WORK TASK A. In the dress code article, on what date did the principal send the letter to parents?
WORK TASK B. From the dress code article, copy word for word the passage starting at "This week Madison" and ending at "shorts and minidresses.".

SELECTED TEXT.
The New Dress Code at a Houston High School Is Being Called Out as Racist

This week Madison High School in Houston instituted a new dress code policy—for parents.

Principal Carlotta Outley Brown sent a letter to parents on April 9 in which she outlined the new guidelines, and the stipulations immediately struck both local leaders and activists on social media as racist.

"No one can enter the building or be on the school premises wearing a satin cap or bonnet on their head for any reason," Outley Brown wrote. “You also cannot wear a shower cap of any kind in the building.” In addition, the school banned: hair rollers, "pajamas of any kind," jeans that are ripped to show too much skin, "leggings that are showing your bottom and where your body is not covered from the front or the back," low-cut or revealing tops, "sagging pants," and short shorts and minidresses.

SOURCE MATERIAL.
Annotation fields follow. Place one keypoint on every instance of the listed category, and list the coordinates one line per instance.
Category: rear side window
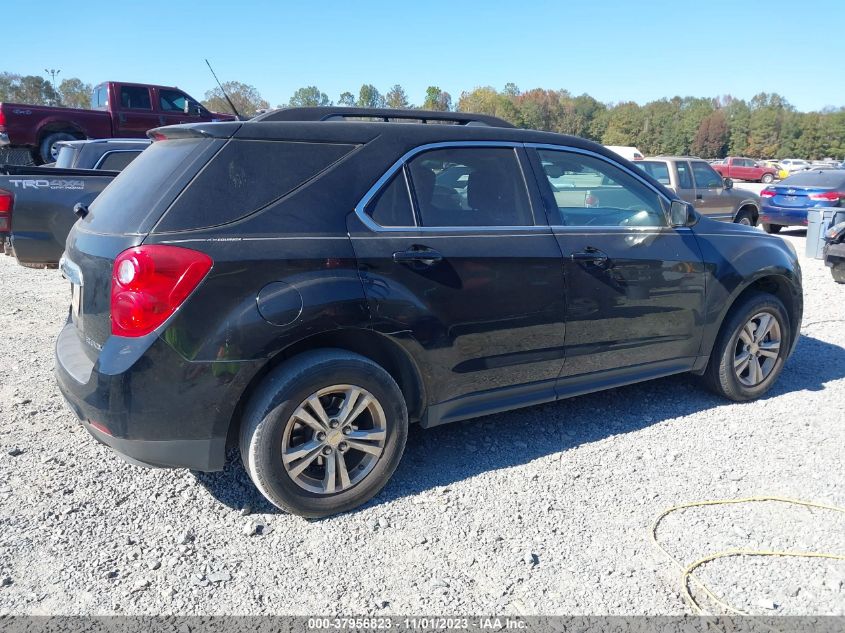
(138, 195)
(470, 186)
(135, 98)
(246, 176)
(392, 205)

* * *

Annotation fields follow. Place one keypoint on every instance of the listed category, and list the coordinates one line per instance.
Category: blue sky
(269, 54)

WRITTEN SOLUTION A. April 9

WRITTEN SOLUTION B.
This week Madison High School in Houston instituted a new dress code policy—for parents.

Principal Carlotta Outley Brown sent a letter to parents on April 9 in which she outlined the new guidelines, and the stipulations immediately struck both local leaders and activists on social media as racist.

"No one can enter the building or be on the school premises wearing a satin cap or bonnet on their head for any reason," Outley Brown wrote. “You also cannot wear a shower cap of any kind in the building.” In addition, the school banned: hair rollers, "pajamas of any kind," jeans that are ripped to show too much skin, "leggings that are showing your bottom and where your body is not covered from the front or the back," low-cut or revealing tops, "sagging pants," and short shorts and minidresses.